■ Work task:
Copy out the first line of the listing and every line after it, exactly, until you have copied the line containing "box: [173, 529, 979, 719]".

# # #

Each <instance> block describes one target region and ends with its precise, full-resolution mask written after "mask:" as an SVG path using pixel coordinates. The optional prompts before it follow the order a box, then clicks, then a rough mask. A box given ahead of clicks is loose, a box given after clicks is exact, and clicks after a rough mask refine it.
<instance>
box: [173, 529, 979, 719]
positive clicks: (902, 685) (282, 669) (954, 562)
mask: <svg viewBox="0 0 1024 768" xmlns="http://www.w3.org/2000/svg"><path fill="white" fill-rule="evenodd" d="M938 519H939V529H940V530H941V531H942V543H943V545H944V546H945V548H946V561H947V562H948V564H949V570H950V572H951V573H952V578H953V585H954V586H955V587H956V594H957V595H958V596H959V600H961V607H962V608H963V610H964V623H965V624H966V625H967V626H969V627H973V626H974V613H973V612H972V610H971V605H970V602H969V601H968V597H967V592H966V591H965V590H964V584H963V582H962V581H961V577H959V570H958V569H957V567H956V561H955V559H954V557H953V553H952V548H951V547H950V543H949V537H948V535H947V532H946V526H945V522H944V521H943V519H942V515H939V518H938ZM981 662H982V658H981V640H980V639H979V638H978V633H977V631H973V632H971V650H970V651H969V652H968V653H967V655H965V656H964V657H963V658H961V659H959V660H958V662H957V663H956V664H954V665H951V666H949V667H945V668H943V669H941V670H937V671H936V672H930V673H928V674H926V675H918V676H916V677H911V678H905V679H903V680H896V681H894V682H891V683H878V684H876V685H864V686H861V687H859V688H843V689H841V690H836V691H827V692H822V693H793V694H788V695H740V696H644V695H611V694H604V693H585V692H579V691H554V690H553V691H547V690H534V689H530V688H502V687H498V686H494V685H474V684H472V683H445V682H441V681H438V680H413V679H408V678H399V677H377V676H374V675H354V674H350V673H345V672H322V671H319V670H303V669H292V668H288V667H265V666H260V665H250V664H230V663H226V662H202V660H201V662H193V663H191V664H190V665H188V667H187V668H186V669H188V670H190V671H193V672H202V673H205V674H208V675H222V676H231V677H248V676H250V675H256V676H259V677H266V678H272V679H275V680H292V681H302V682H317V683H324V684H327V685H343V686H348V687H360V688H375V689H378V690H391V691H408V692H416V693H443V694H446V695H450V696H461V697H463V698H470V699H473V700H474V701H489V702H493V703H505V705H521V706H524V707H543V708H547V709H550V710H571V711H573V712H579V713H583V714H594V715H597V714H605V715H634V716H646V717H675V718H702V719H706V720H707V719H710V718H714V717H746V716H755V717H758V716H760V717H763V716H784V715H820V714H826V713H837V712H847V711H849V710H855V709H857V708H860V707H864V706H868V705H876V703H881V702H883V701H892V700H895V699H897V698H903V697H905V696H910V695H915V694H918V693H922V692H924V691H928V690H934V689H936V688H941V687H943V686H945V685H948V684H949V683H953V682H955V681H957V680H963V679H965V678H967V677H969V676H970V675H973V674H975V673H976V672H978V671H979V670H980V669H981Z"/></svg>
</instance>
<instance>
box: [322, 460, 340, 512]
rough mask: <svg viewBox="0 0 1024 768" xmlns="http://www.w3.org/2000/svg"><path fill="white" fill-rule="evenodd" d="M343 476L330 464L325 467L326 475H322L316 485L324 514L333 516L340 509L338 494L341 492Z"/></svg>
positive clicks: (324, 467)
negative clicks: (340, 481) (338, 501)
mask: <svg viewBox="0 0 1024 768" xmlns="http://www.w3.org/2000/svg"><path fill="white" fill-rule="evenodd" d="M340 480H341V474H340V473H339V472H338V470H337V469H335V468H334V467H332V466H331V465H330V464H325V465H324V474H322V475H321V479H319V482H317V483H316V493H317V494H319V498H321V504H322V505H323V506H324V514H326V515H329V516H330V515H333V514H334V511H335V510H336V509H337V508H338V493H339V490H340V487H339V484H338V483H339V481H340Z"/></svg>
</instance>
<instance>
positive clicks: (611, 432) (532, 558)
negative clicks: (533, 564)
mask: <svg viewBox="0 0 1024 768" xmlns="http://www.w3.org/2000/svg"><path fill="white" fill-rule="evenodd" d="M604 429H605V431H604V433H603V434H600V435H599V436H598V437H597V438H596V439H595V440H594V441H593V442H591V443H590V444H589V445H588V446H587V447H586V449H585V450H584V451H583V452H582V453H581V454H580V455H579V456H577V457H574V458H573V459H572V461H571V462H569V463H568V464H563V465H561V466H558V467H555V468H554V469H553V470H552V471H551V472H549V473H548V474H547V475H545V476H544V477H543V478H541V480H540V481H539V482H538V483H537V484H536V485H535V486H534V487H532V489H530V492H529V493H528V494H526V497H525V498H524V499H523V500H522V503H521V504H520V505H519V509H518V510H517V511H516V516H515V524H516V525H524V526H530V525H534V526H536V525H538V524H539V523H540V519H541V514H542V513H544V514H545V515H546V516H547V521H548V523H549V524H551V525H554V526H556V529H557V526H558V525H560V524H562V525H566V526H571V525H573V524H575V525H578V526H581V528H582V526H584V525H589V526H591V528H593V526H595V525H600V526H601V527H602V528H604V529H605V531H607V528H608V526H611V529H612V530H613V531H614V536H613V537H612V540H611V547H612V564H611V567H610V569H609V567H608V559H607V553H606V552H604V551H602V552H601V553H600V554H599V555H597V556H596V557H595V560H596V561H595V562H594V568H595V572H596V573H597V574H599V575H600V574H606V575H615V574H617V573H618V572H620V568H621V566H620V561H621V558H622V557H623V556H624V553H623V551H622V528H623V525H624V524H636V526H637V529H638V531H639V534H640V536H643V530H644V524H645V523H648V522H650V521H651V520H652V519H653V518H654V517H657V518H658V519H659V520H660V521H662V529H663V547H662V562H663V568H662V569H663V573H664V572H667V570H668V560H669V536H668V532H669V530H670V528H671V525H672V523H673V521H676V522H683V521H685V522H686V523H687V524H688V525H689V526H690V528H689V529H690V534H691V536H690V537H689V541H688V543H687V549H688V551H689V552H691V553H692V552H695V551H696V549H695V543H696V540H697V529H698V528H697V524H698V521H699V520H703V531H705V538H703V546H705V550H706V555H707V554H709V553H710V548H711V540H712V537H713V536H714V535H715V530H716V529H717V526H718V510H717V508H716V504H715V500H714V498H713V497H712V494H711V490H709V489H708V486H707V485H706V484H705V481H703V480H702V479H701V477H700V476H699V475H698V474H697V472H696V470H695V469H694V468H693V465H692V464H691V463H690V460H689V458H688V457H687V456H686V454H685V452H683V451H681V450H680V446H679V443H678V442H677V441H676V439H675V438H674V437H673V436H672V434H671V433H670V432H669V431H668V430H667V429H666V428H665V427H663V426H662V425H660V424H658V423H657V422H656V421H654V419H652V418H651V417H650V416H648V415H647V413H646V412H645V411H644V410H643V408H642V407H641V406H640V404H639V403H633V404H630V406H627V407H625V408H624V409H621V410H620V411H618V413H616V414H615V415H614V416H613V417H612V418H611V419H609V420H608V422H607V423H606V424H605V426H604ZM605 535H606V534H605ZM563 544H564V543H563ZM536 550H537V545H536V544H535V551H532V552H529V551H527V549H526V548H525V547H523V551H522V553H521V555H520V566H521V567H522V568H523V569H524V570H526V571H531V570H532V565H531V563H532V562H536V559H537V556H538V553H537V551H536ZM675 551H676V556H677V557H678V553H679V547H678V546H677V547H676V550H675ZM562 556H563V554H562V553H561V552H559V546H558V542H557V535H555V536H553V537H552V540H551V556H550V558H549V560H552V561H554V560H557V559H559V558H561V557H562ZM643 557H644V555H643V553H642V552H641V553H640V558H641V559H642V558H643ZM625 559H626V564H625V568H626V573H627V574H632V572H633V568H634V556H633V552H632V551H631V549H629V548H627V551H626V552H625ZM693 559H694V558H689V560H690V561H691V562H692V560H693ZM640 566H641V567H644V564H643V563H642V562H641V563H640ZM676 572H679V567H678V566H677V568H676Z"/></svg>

# # #

■ Solution for this task:
Each <instance> block describes one target region and ends with its precise, full-resolution mask written after "mask:" as an SVG path using pixel coordinates. The optional prompts before it follow the order a box, then clicks, then a rough mask. A box given ahead of clicks is loose, a box given after clicks is exact, and clicks after a rough mask refine it.
<instance>
box: [173, 529, 979, 719]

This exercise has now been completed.